# [Written instruction]
Rewrite the listing from the line containing "the riverbank, which" down to the line containing "pixel 589 990" as a numbered list, skipping any blank lines. Leave the picture out.

# [Provided records]
Start
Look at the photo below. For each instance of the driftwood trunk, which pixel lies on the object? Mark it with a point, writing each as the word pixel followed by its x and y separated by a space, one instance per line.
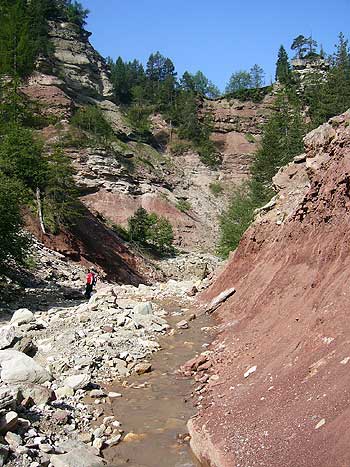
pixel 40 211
End
Start
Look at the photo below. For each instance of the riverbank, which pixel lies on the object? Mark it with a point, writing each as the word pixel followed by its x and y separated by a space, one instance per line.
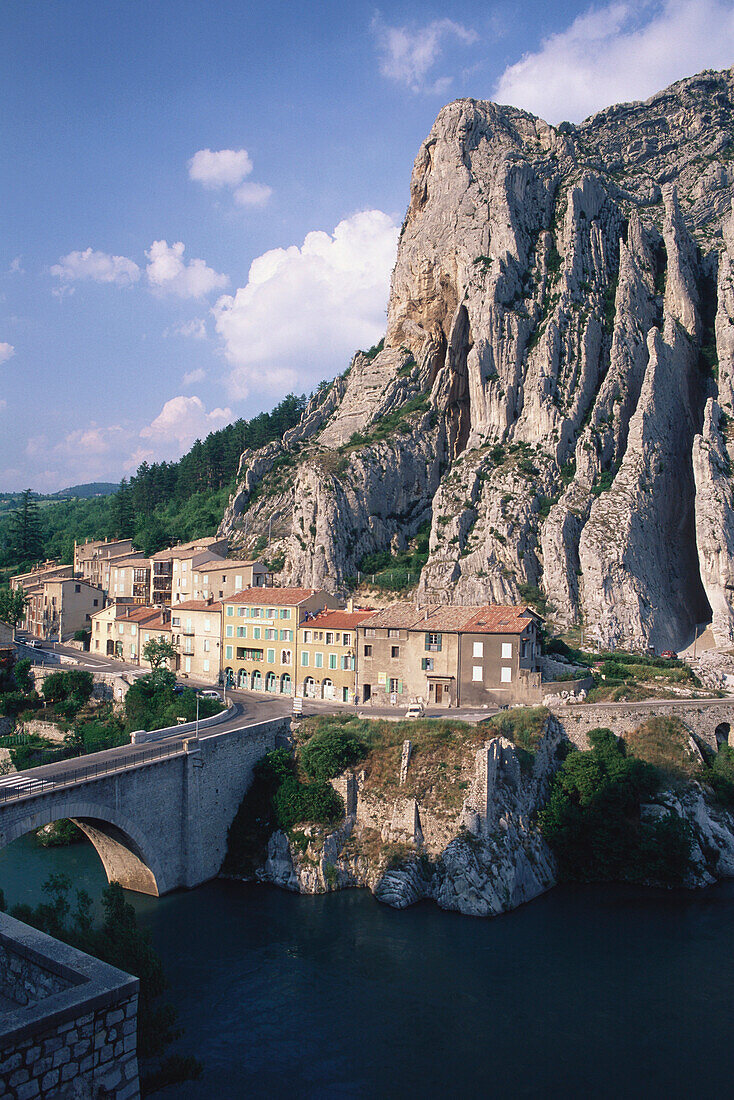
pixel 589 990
End
Start
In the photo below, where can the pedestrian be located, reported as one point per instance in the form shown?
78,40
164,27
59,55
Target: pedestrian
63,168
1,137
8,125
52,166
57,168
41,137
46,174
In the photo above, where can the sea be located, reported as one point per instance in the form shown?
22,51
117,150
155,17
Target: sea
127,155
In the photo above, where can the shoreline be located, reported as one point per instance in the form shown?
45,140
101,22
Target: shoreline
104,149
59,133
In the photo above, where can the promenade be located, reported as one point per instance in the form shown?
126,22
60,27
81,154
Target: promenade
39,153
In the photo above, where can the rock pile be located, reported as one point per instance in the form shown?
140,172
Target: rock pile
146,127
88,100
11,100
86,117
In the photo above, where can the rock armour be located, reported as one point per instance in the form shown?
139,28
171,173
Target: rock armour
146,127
End
# [Reply]
1. Look at the photo below. For each instance of the riverbank, which pixel lies on the object? Mark it with a point, writing each as the word pixel followed by its x and y separated by a space, one instance per line.
2. pixel 589 990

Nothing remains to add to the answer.